━━━ Provided data

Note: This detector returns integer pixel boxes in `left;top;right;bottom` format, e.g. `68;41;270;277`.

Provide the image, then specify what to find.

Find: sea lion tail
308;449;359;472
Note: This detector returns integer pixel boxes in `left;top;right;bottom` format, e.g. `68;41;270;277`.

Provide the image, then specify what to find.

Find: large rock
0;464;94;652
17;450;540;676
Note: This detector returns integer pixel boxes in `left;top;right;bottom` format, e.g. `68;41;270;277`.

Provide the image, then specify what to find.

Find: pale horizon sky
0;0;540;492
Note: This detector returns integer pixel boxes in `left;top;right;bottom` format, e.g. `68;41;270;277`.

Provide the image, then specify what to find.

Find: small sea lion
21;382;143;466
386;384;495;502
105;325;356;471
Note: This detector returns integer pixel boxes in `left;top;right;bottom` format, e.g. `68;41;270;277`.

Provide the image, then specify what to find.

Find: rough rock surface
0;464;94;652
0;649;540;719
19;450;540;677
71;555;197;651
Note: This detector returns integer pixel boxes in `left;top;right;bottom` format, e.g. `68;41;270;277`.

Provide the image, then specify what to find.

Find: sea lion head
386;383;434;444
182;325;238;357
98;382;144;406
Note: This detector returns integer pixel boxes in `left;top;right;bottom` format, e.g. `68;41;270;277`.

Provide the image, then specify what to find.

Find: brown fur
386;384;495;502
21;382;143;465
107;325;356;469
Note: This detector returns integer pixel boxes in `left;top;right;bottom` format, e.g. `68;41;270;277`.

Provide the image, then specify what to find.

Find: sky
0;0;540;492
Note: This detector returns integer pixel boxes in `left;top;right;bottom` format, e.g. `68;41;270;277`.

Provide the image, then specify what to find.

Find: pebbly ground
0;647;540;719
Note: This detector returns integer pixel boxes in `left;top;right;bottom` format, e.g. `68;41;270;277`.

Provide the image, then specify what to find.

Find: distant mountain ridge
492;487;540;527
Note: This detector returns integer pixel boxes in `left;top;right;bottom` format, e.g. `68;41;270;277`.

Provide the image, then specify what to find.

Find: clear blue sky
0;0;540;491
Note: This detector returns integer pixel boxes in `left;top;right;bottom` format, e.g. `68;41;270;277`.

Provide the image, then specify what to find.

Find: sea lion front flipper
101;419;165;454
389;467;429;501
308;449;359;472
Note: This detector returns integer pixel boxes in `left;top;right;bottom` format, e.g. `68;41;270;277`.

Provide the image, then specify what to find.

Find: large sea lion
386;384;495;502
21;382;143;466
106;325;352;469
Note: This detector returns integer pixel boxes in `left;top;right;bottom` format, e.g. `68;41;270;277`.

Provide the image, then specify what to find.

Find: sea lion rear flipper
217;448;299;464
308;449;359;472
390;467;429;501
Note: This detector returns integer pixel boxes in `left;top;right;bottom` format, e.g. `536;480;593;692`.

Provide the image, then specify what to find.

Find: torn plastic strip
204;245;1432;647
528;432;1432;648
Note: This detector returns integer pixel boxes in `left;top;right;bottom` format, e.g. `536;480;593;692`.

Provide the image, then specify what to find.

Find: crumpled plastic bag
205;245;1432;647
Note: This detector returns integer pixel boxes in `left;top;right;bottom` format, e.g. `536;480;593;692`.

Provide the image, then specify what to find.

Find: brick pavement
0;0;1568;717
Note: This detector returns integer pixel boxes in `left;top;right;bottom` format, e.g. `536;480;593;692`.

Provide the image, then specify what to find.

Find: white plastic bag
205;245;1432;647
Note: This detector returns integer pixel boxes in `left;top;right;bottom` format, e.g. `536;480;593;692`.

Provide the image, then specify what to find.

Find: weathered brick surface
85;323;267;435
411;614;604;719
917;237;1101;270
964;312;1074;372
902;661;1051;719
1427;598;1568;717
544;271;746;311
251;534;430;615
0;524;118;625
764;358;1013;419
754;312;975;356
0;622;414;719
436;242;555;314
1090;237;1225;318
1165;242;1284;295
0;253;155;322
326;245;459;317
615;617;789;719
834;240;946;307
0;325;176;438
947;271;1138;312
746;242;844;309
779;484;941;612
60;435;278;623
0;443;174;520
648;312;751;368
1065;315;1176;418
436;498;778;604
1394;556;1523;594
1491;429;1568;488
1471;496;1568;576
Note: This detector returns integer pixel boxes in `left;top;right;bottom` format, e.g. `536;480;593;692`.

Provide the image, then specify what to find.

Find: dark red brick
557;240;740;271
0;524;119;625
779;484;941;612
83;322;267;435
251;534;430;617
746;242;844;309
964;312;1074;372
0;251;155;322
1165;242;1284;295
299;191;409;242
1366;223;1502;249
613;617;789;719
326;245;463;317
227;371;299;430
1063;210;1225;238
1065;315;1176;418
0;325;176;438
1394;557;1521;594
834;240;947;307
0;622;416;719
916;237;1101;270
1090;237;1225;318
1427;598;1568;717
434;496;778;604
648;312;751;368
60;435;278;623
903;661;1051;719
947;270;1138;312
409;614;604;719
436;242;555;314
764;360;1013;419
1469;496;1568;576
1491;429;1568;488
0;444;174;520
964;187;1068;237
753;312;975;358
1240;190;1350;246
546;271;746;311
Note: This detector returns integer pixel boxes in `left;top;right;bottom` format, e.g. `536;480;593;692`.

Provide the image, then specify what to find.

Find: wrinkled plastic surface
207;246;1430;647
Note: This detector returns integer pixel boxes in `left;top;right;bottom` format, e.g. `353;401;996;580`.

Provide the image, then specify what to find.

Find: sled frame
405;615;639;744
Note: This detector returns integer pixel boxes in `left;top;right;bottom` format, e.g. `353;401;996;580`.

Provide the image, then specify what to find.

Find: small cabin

━━━━━━

__Given problem__
Pick out every line of the listing above that contains the word "rock", and copy each one.

__Response__
Find: large rock
Find: rough rock surface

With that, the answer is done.